# Shorten dropper post



## rossy (Mar 3, 2017)

Hey mates so the dropper post that came with my trance at extension is about 10mm too high from my ideal peddling hight, has anyone found a way to Shorten it? I've looked and only found the ghetto way of tying a piece of string to seat and frame. Bikes a small 2017 trance 2 with a 100mm dropper.


----------



## Steel Calf (Feb 5, 2010)

Problem:
100mm dropper post to long

Solution:
you need 75mm dropper, which is shorter


----------



## LarryFahn (Jul 19, 2005)

Unfortunately, that's about all that can be done. Ttyl, Fahn


----------



## LyNx (Oct 26, 2004)

Which dropper is it? I know my FallLine from 9point8 can easily have the travel shortened like how you used to do the air shaft on a fork with spacers if it was needed, and AFAIK the Easton/RF too, as well as I think another one, maybe two from other brands.

Did you get the right size frame? Have to ask as if you cannot even run 5" of exposed seatpost on a modern frame, I've a feeling you're either on the wrong size or have some seriously, seriously short legs for your height. If it were me, I'd just not extend the post up all the way, easy, free solution :skep:



rossy said:


> Hey mates so the dropper post that came with my trance at extension is about 10mm too high from my ideal peddling hight, has anyone found a way to Shorten it? I've looked and only found the ghetto way of tying a piece of string to seat and frame. Bikes a small 2017 trance 2 with a 100mm dropper.


----------



## Steel Calf (Feb 5, 2010)
________
**Your instructions:**
Reproduce word for word the stretch of the dropper post thread from "Unfortunately, that's about" through "from other brands.".

**Material supplied:**
________
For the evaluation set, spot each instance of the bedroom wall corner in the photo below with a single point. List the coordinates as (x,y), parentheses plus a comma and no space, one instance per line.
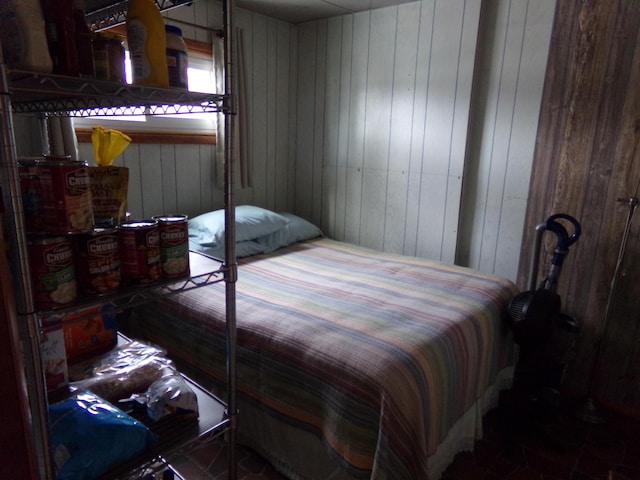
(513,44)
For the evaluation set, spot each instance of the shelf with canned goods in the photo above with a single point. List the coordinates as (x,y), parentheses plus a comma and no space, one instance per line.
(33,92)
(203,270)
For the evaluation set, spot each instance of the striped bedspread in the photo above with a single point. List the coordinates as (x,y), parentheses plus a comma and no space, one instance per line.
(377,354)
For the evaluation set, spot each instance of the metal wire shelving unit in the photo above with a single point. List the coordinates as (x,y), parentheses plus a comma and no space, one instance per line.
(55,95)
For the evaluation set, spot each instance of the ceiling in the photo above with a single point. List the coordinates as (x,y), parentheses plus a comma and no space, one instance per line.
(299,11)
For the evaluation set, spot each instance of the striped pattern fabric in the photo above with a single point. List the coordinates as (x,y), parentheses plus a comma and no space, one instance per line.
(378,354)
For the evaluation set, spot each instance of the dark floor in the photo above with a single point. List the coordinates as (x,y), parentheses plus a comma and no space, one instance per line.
________
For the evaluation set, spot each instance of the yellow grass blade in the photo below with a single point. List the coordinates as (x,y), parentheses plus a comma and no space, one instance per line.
________
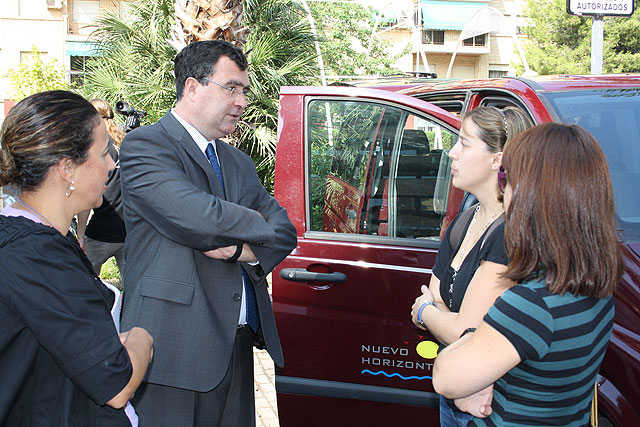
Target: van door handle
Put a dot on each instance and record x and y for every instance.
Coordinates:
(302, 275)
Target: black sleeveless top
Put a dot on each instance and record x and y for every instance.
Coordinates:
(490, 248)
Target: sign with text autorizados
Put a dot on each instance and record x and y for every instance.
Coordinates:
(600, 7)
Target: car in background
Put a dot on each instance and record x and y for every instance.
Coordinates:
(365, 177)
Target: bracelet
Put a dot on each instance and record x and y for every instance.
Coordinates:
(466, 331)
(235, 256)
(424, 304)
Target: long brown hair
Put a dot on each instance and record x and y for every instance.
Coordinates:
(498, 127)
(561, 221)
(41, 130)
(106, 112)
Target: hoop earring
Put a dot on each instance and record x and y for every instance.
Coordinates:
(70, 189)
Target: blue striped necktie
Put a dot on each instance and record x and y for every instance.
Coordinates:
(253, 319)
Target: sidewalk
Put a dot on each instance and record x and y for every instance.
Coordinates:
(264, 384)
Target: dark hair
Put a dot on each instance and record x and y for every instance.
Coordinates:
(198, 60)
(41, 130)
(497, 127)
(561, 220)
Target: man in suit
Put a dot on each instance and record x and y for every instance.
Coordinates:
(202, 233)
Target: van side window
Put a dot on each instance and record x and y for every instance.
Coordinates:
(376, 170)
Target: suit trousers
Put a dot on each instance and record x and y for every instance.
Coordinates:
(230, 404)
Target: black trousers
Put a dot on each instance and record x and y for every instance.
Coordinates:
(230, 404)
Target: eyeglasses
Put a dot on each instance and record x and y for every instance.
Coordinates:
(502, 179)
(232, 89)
________
**Complete response:**
Unfortunately, that's about all that can be done. Ttyl, Fahn


----------



## LyNx (Oct 26, 2004)

Which dropper is it? I know my FallLine from 9point8 can easily have the travel shortened like how you used to do the air shaft on a fork with spacers if it was needed, and AFAIK the Easton/RF too, as well as I think another one, maybe two from other brands.